Directives -
**A)** Summarize the Viggle letter below in two sentences.
**B)** Answer these from the Viggle letter below:
(i) What date does the Comment Letter bear?
(ii) On what date was Amendment No. 9 to the Registration Statement on Form S-1 filed?
(iii) What section is cited as appearing on page 14?
**C)** Please carry on the Viggle letter below from the point where it stops.

Reference is made to the letter dated July 13, 2012 (the “Comment Letter”) to Robert F.X. Sillerman, Chief Executive Officer of Viggle Inc. (“Viggle” or the “Company”), setting forth the comments of the staff of the Securities and Exchange Commission (the “Staff”) regarding the above-referenced Amendment No. 9 to Registration Statement on Form S-1 filed by the Company with the Securities and Exchange Commission (the “SEC”).
 
This letter sets forth the Company’s responses to the Staff’s comments.  For your convenience, the Staff’s comments contained in the Comment Letter have been restated below in their entirety, with the responses to each comment set forth immediately under the comment.  The numbered paragraphs in this letter correspond to the numbered paragraphs of the Comment Letter.
 
Amendment No. 9 to Registration Statement on Form S-1 Filed July 6, 2012
 
Management’s Discussion and Analysis of Financial Condition and Results of Operations, page 14
 
1.

Information provided -

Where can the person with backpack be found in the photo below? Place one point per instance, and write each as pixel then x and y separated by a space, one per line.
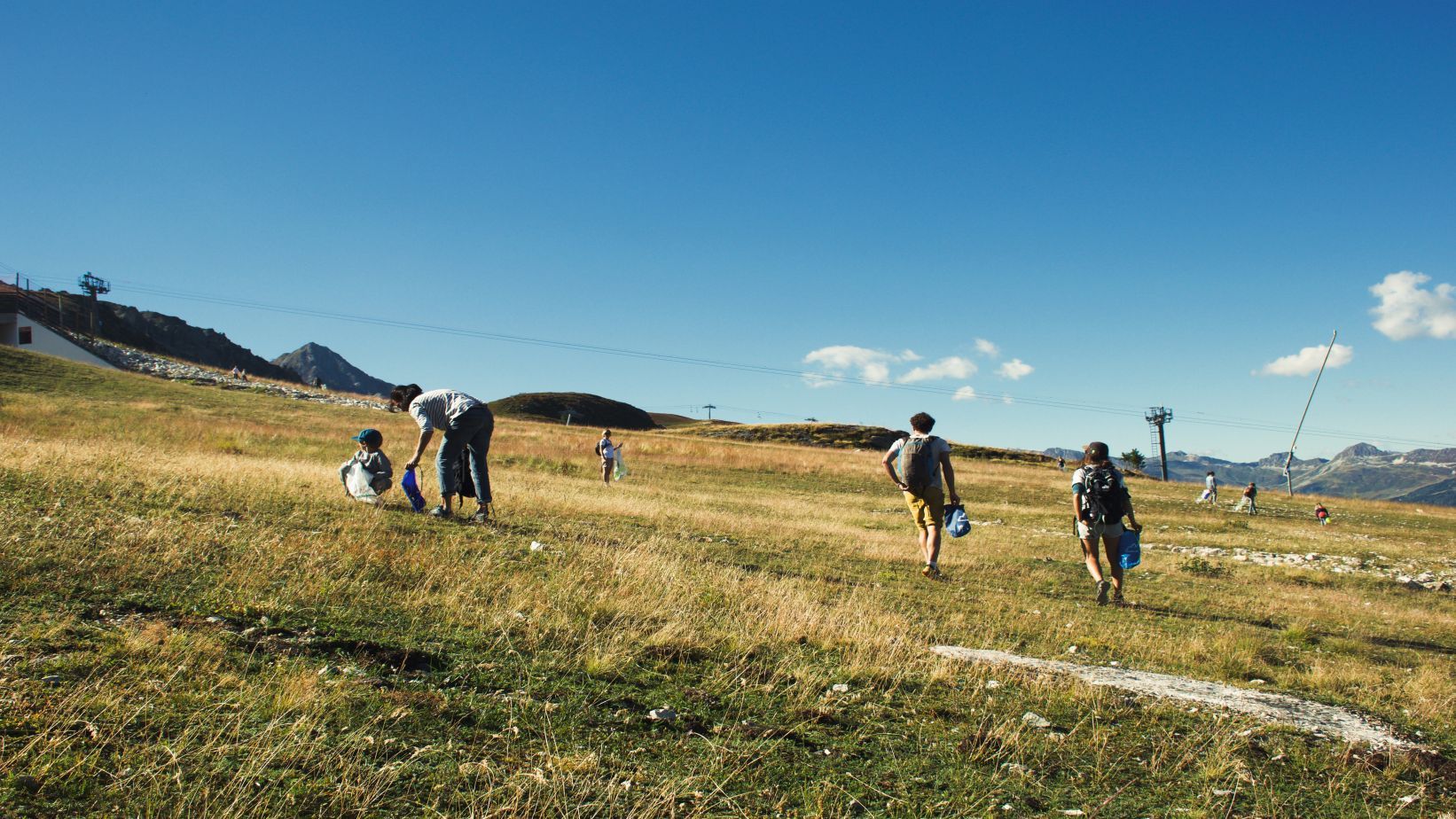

Solved problems -
**A)** The letter answers comments from the SEC staff, sent in a Comment Letter dated July 13, 2012 to Viggle Inc. Chief Executive Officer Robert F.X. Sillerman, on Amendment No. 9 to the Company's Registration Statement on Form S-1. Each staff comment is restated in full with the Company's response directly under it, and the letter's numbered paragraphs match those of the Comment Letter.

**B)**
(i) July 13, 2012
(ii) July 6, 2012
(iii) Management's Discussion and Analysis of Financial Condition and Results of Operations

**C)**
In your response to prior comment 2, you provide Revenue-to-Rewards Cost ratios (or Rewards Cost-to-Revenue ratios) on page 21 for the following periods: January 1, 2012 through April, 30, 2012, the month of May, and June 1 through June 27, 2012. In your response letter, please provide your analysis of whether these ratios are non-GAAP financial measures within the meaning of Item 10(e) of Regulation S-K. If so, expand the disclosure to clarify how any non-GAAP presentations deviate from GAAP amounts and otherwise as appropriate. Your disclosures regarding the ratios in the most recent periods should indicate that there may be significant timing differences between these periods and that these ratios may not accurately measure your performance for the complete period.
 
 
 

 
 
Mr. Mark P. Shuman
United States Securities and Exchange Commission
July 18, 2012
Page 2
 
In response to the Staff’s comment, we have revised the disclosure on page 21 of Amendment No. 10.
 
Executive Compensation, page 36
 
2.
Please revise to clarify the circumstances of Ms. Janet Scardino’s removal from your board. For example, if Ms. Scardino was removed as director by written consent of your majority stockholder, Mr. Sillerman, please revise to describe such action. Also, we remind you that you any notice or soliciting materials sent to your stockholders should be filed with your next annual report, pursuant to page 12 of Form 10-K.
 
In response to the Staff’s comment, we have revised the disclosure on pages 36 and 42 of Amendment No. 10. We acknowledge the Staff's reminder to file any notice or soliciting materials sent to stockholders in our next annual report.
 
3.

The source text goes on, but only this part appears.